(Data records)
------------------------------------------------------------------------

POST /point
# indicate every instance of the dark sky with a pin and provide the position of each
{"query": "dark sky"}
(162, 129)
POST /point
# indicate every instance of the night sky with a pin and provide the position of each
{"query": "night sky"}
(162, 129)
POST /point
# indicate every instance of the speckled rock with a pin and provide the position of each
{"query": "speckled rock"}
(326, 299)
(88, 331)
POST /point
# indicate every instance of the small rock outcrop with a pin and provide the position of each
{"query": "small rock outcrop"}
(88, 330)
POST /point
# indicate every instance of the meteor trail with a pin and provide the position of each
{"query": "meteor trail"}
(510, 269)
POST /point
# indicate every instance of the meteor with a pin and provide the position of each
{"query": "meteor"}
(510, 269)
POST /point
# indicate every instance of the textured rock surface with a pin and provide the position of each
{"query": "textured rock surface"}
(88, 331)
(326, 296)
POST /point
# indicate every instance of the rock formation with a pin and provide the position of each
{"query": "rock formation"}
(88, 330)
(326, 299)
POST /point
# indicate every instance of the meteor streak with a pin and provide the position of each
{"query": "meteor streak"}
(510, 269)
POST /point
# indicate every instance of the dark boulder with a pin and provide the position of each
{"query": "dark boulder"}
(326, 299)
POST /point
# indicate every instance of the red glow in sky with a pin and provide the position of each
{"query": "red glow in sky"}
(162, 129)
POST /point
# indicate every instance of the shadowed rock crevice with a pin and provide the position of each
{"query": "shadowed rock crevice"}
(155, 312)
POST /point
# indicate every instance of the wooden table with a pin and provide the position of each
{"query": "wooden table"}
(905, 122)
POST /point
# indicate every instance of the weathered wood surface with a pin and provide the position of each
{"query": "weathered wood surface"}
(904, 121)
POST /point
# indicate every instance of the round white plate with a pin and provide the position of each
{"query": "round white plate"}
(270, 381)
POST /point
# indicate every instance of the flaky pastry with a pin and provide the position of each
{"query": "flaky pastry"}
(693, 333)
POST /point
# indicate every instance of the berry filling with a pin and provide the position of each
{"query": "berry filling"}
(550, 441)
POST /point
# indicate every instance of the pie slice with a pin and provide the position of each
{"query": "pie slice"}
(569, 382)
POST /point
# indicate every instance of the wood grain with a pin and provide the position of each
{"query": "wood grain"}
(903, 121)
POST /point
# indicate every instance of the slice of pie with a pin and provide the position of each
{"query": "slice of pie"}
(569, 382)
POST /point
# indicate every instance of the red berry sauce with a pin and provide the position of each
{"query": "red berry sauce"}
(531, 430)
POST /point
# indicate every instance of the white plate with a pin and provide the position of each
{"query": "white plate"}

------------------------------------------------------------------------

● Task details
Could you restate all of the lines above without altering a single word?

● Result
POST /point
# indicate every instance of the dark sky with a pin and provide the position of each
{"query": "dark sky"}
(162, 129)
POST /point
# indicate every instance of the night sky with a pin and provide the position of each
{"query": "night sky"}
(162, 129)
POST /point
# indicate every instance of the speckled rock with a pin and provide the position of each
{"query": "speckled rock"}
(326, 299)
(88, 331)
POST /point
# indicate every instance of the small rock outcrop with a pin and provide the position of each
{"query": "small rock outcrop"}
(88, 330)
POST /point
# indicate every instance of the meteor trail with a pin and provide the position of each
{"query": "meteor trail"}
(510, 269)
POST /point
# indicate every instance of the meteor with a pin and provide the position of each
{"query": "meteor"}
(510, 269)
POST /point
# indicate every instance of the textured rock surface with a pin and provide the position of each
{"query": "textured rock surface"}
(88, 331)
(326, 296)
POST /point
# indicate every instance of the rock formation with a pin and provide the position of each
{"query": "rock formation"}
(88, 330)
(326, 299)
POST /point
# indicate every instance of the meteor streak with a pin and provide the position of each
{"query": "meteor streak"}
(510, 269)
POST /point
# indicate every instance of the dark boulder with a pin and provide the position of each
{"query": "dark boulder"}
(326, 299)
POST /point
# indicate every instance of the red glow in sky with a pin and provide the position of each
{"query": "red glow in sky"}
(162, 129)
POST /point
# indicate every instance of the shadowed rock crevice with a pin and provide the position of each
{"query": "shadowed rock crevice"}
(155, 312)
POST /point
# indicate every instance of the wooden table with a pin and provide the position of each
{"query": "wooden table"}
(905, 122)
POST /point
# indicate every instance of the weathered wood surface with a pin and provide the position of each
{"query": "weathered wood surface"}
(904, 121)
POST /point
# indicate every instance of the round white plate with a pin and provide the position of each
{"query": "round white plate"}
(270, 381)
POST /point
# indicate every instance of the flaky pastry with a pin and provide the position of each
{"query": "flaky pastry"}
(693, 333)
POST /point
# indicate every instance of the berry filling with a pin and provide the position of each
{"query": "berry filling"}
(550, 441)
POST /point
# indicate every instance of the pie slice with a pin and provide the position of each
{"query": "pie slice"}
(569, 382)
POST /point
# indicate every instance of the wood grain with a pin and provide the position of each
{"query": "wood grain"}
(903, 121)
POST /point
# indicate every instance of the slice of pie with a pin and provide the position of each
{"query": "slice of pie"}
(569, 382)
POST /point
# indicate every instance of the red berry sauce with a pin and provide the position of each
{"query": "red berry sauce"}
(531, 430)
POST /point
# indicate every instance of the white plate with a pin and provide the position of each
{"query": "white plate"}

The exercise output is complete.